待解問題: 接續下方這篇講解如何在字串中找出所有字母異位詞起始位置的題解，從最後一行之後往下寫。

節選內容:
目錄

• 題目描述
• 題目大意
• 解題方法
• 滑動視窗
• 雙指標
• 日期

題目描述

Given a string s and a non-empty string p, find all the start indices of p’s anagrams in s.

Strings consists of lowercase English letters only and the length of both strings s and p will not be larger than 20,100.

The order of output does not matter.

Example 1:

Input:
s: "cbaebabacd" p: "abc"

Output:
[0, 6]

Explanation:
The substring with start index = 0 is "cba", which is an anagram of "abc".
The substring with start index = 6 is "bac", which is an anagram of "abc".
 

Example 2:

Input:
s: "abab" p: "ab"

Output:
[0, 1, 2]

Explanation:
The substring with start index = 0 is "ab", which is an anagram of "ab".
The substring with start index = 1 is "ba", which is an anagram of "ab".
The substring with start index = 2 is "ab", which is an anagram of "ab".

題目大意

在s中有多少個位置，從這個位置開始和p等長度的子字串中，所包含的字元和p是一樣的。

解題方法

滑動視窗

這個題考的是時間複雜度。如果判斷兩個切片是否是排列組合的話，時間複雜度略高，會超時。

能AC的做法是用了一個滑動視窗，每次進入視窗的字元的個數+1，超出滑動視窗的字元個數-1.

這樣就一遍就搞定了，而且不用每個切片都算是不是一個排列組合。

Counter大法好，判斷兩個字串是否是排列組合直接統計詞頻然後==判斷即可。

注意如果一個詞出現的次數是0，那麼需要從Counter中移除，因為Counter({‘a’: 0, ‘b’: 1}) w不等於Counter({‘b’: 1})。

from collections import Counter
class Solution(object
 
):
    def findAnagrams(self, s, p):
        """
        :type s: str
        :type p: str
        :rtype: List[int]
        """

收集資料:
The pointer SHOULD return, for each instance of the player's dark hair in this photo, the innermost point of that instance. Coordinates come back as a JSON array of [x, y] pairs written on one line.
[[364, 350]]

回答:
        answer = []
        m, n = len(s), len(p)
        if m < n:
            return answer
        pCounter = Counter(p)
        sCounter = Counter(s[:n-1])
        index = 0
        for index in xrange(n - 1, m):
                sCounter[s[index]] += 1
                if sCounter == pCounter:
                    answer.append(index - n + 1)
                sCounter[s[index - n + 1]] -= 1
                if sCounter[s[index - n + 1]] == 0:
                    del sCounter[s[index - n + 1]]
        return answer
            

雙指標

二刷的時候也是滑動視窗，但是使用的是雙指標的解法，看上去好像沒有上面這個方法更簡單。

class Solution(object):
    def findAnagrams(self, s, p):
        """
        :type s: str
        :type p: str
        :rtype: List[int]
        """
        count = collections.Counter()
        M, N = len(s), len(p)
        left, right = 0, 0
        pcount = collections.Counter(p)
        res = []
        while right < M:
            count[s[right]] += 1
            if right - left + 1 == N:
                if count == pcount:
                    res.append(left)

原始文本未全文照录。